**WHAT YOU WILL DO:** Write out the stretch from "By placing employment" through "follow the FTC's ruling." in the piece below on the FCRA and workplace investigations.

**DOCUMENT SECTION:**
____________

Under the FCRA, lawyers may morph into consumer reporting agencies when they receive payment for investigating harassment claims.

The issue the ruling raises for lawyers: When is a law firm considered a consumer reporting agency?

The opinion has employment defense lawyers shaking their heads in disbelief.

By placing employment investigations under the umbrella of the FCRA, local defense lawyers say the federal agency is attempting to put the squeeze on employers who are already required by federal and state harassment and misconduct laws to do prompt and thorough investigations.

At the same time, law firms who do such investigations may witness the deterioration of the attorney-client privilege as their work becomes the basis of a lawsuit, said Ross.

Employment defense lawyers will argue that the FCRA does not apply to workplace investigations, Ross said, and courts have yet to adopt the FTC's ruling.

But Orrick, Herrington & Sutcliffe's Thomas Klein said he is already receiving calls from concerned clients who wonder if they should investigate or follow the FTC's ruling.

The Orrick employment partner said he isn't sure whether the opinion will have any legal bearing.

Klein said plaintiffs lawyers may seize the ruling as an opportunity to bring wrongful termination claims on behalf of workers who do not grant consent for an investigation.

"It puts the employer in a bizarre position of receiving a complaint and then having to get the consent of the accused harasser to do an investigation," Klein said. "This is nuts."

Under the FCRA, damages are capped at $1,000, but punitive damages and attorneys fees are available.

Klein said he could envision a scenario where a worker was fired for sexual harassment following an investigation. Because he was never told of the investigation, he sues for wrongful termination.

"This is a potential fly in the ointment," Klein said.

Plaintiffs attorney Phil Horowitz blissfully agrees. The Lawless, Horowitz & Lawless partner said he had heard talk of such a law, but now it is moving forward.

"It has been pursued as a throw-away claim," Horowitz said. "That's all going to change now."

He said intrusive investigations, where co-workers are cross-examined and personal lives are examined, have gone too far.

"People are going to be pursuing remedies," he said.

Plaintiffs attorneys may use the law to exclude evidence from an unlawful employment investigation -- much like evidence gathered in an unlawful search and seizure, Horowitz said.

____________

**DATA SECTION:**
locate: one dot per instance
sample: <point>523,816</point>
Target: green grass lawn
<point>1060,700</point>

____________

**RESPONSE TO THIS EXERCISE:**
By placing employment investigations under the umbrella of the FCRA, local defense lawyers say the federal agency is attempting to put the squeeze on employers who are already required by federal and state harassment and misconduct laws to do prompt and thorough investigations.

At the same time, law firms who do such investigations may witness the deterioration of the attorney-client privilege as their work becomes the basis of a lawsuit, said Ross.

Employment defense lawyers will argue that the FCRA does not apply to workplace investigations, Ross said, and courts have yet to adopt the FTC's ruling.

But Orrick, Herrington & Sutcliffe's Thomas Klein said he is already receiving calls from concerned clients who wonder if they should investigate or follow the FTC's ruling.